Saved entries
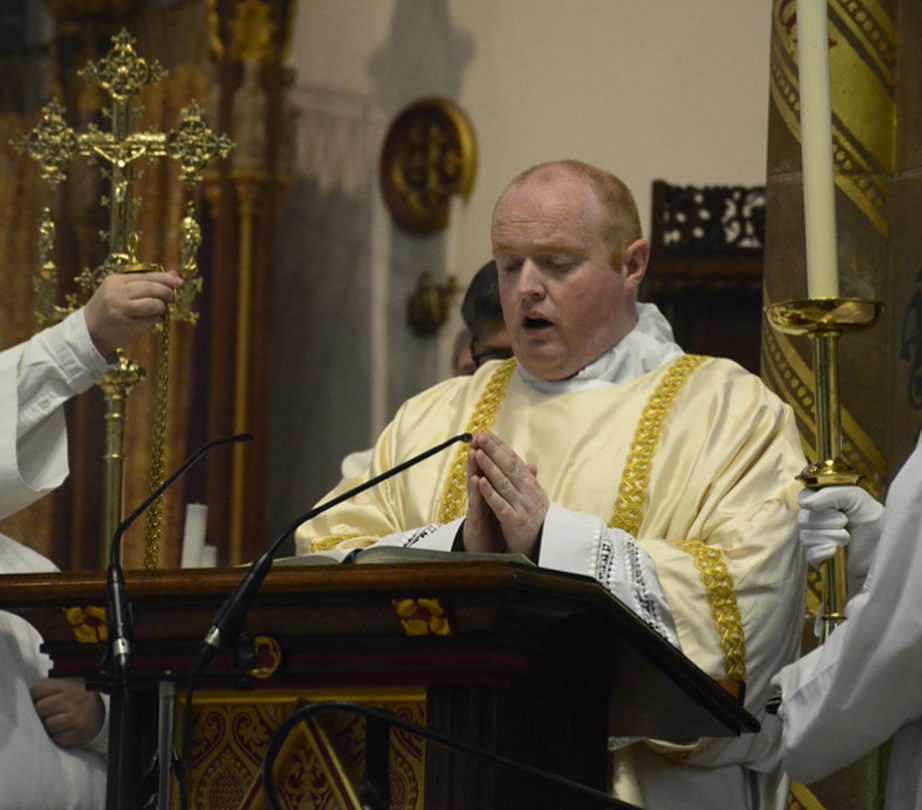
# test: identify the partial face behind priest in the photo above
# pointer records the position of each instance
(566, 239)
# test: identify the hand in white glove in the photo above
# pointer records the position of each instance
(838, 516)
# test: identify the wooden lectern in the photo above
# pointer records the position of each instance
(535, 665)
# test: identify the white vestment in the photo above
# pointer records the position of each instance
(36, 378)
(863, 685)
(718, 523)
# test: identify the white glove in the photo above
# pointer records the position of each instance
(838, 516)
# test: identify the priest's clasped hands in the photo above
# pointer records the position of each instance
(506, 505)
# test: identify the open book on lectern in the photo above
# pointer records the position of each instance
(400, 554)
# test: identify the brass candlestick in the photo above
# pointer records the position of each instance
(53, 144)
(824, 321)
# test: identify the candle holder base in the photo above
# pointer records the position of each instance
(823, 316)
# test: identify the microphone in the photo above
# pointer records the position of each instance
(228, 619)
(118, 614)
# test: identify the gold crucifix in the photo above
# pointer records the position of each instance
(53, 144)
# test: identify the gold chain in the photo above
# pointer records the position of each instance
(632, 492)
(158, 452)
(454, 495)
(724, 609)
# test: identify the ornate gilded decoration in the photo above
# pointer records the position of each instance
(454, 496)
(268, 657)
(89, 624)
(718, 585)
(429, 305)
(326, 543)
(423, 617)
(824, 321)
(862, 57)
(429, 156)
(632, 492)
(316, 766)
(53, 144)
(790, 376)
(711, 219)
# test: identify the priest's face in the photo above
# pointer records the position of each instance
(568, 294)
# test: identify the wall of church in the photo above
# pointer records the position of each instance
(650, 89)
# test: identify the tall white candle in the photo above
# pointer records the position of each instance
(816, 149)
(193, 537)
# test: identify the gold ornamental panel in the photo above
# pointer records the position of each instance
(429, 156)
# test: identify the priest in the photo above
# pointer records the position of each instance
(602, 449)
(52, 732)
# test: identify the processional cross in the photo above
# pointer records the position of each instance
(53, 144)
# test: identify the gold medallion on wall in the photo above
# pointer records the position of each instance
(429, 156)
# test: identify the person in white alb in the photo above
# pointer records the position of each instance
(861, 687)
(52, 731)
(602, 449)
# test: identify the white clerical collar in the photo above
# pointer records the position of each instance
(646, 347)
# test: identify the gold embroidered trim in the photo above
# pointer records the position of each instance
(724, 609)
(454, 496)
(331, 541)
(632, 492)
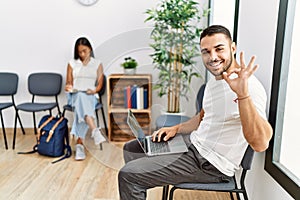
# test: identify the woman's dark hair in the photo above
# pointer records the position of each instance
(214, 29)
(85, 42)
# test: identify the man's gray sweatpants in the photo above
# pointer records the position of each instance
(142, 172)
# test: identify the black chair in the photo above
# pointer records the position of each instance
(8, 87)
(98, 107)
(230, 186)
(171, 120)
(43, 84)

WHAT YOU ARE ASKED TO DO: The answer must consist of every line from the data that contains the word "lectern".

RESULT OF THIS EXERCISE:
# test: identify the wooden lectern in the photo above
# test: identify the open book on lectern in the photo above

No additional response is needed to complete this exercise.